The exercise => Return each line of the listing below that contains the word "checkered", copied in full and in the order it appears.

Data for this task =>
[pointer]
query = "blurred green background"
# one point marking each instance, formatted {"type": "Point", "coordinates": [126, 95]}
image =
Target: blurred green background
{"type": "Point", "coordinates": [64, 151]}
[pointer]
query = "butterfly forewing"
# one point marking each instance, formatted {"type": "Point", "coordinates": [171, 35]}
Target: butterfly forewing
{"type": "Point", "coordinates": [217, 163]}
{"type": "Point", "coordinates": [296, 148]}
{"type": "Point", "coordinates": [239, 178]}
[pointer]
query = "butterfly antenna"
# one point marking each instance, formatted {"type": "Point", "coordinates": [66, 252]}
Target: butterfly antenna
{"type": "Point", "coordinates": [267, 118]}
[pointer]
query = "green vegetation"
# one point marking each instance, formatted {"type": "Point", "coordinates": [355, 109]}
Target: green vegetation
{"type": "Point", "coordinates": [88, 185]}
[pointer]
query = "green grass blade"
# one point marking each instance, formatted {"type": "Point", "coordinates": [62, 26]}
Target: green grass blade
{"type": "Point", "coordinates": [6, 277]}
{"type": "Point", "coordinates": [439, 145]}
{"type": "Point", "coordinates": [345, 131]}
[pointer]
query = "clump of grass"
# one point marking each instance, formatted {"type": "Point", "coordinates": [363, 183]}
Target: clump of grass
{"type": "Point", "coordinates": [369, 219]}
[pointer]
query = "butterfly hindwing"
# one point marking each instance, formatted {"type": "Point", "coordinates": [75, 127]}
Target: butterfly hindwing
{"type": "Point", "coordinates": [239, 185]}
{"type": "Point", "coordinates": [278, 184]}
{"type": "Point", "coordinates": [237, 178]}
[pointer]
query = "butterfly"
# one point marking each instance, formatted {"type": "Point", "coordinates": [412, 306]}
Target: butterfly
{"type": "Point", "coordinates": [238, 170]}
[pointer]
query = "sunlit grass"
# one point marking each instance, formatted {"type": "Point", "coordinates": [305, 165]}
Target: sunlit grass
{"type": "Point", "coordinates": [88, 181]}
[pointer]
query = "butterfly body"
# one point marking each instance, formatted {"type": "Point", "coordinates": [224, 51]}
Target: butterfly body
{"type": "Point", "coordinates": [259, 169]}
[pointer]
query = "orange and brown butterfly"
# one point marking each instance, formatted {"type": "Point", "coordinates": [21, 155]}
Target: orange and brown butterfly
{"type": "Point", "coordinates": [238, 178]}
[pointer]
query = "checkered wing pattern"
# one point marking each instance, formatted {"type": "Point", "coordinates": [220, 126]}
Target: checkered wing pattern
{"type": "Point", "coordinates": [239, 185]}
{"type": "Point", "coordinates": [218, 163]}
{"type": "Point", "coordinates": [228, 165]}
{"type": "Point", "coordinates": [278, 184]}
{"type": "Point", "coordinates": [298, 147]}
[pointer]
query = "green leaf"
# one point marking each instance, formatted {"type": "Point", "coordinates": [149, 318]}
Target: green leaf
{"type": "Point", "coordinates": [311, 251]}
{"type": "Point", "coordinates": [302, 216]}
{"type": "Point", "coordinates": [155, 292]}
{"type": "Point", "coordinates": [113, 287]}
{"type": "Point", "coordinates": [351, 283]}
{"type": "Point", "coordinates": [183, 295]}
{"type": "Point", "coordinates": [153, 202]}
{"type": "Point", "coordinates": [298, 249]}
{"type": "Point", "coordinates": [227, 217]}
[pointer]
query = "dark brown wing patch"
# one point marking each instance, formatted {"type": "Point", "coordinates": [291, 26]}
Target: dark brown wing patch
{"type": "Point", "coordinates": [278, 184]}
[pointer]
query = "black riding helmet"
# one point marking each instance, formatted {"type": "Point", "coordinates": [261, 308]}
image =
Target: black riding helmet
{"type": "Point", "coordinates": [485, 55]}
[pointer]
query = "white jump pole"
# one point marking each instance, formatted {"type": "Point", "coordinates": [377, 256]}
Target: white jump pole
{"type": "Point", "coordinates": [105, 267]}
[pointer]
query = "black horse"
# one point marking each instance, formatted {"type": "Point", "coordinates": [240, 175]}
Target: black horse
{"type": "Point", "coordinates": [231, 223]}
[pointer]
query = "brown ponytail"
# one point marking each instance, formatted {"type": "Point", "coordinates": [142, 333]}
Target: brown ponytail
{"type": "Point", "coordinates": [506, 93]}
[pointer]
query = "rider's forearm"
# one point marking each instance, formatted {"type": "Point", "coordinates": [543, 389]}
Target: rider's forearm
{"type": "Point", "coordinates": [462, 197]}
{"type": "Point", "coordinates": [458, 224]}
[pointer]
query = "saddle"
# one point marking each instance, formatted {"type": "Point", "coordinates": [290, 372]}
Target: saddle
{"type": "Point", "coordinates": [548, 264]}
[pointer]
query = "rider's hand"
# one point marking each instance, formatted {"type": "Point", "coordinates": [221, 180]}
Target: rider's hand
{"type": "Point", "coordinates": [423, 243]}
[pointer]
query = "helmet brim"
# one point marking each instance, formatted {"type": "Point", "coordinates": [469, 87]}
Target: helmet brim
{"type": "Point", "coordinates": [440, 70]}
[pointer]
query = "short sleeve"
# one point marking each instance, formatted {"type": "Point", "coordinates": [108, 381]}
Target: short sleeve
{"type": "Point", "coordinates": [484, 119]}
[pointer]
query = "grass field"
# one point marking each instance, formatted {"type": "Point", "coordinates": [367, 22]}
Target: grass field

--

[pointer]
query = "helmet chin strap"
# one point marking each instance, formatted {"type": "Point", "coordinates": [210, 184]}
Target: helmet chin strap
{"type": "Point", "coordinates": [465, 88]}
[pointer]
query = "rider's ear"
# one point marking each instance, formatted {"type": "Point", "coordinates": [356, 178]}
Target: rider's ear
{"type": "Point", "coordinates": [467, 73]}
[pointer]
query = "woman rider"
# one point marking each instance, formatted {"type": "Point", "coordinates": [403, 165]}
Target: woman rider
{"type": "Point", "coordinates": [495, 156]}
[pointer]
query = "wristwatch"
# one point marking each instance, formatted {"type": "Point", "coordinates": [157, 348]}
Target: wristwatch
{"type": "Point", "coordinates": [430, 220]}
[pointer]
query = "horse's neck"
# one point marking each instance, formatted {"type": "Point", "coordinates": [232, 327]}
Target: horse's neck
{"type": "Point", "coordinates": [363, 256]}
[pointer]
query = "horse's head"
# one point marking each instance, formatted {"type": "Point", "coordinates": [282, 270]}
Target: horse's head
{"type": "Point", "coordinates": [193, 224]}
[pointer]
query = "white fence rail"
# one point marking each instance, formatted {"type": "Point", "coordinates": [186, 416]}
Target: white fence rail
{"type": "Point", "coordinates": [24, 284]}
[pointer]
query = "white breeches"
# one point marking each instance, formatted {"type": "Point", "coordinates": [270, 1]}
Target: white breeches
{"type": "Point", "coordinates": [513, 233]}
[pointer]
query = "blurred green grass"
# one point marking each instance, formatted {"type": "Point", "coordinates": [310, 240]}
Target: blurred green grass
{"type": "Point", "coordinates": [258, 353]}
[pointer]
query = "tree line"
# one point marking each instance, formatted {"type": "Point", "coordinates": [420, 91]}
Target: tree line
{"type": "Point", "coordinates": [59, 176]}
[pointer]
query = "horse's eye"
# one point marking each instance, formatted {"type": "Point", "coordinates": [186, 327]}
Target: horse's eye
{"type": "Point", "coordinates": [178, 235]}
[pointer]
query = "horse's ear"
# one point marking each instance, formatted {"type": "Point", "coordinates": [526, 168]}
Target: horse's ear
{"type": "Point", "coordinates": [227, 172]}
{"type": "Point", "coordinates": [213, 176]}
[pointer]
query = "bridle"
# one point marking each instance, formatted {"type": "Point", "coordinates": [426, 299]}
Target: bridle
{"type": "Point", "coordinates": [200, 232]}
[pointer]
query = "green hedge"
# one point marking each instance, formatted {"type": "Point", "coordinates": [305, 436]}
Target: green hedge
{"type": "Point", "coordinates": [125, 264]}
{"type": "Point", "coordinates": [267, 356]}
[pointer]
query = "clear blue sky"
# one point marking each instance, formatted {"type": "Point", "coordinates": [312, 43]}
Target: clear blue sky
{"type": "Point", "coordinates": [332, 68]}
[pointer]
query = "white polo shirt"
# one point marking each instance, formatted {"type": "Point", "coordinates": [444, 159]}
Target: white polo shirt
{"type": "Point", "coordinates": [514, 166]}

Answer for this exercise =>
query = "checkered wing pattern"
Target: checkered wing pattern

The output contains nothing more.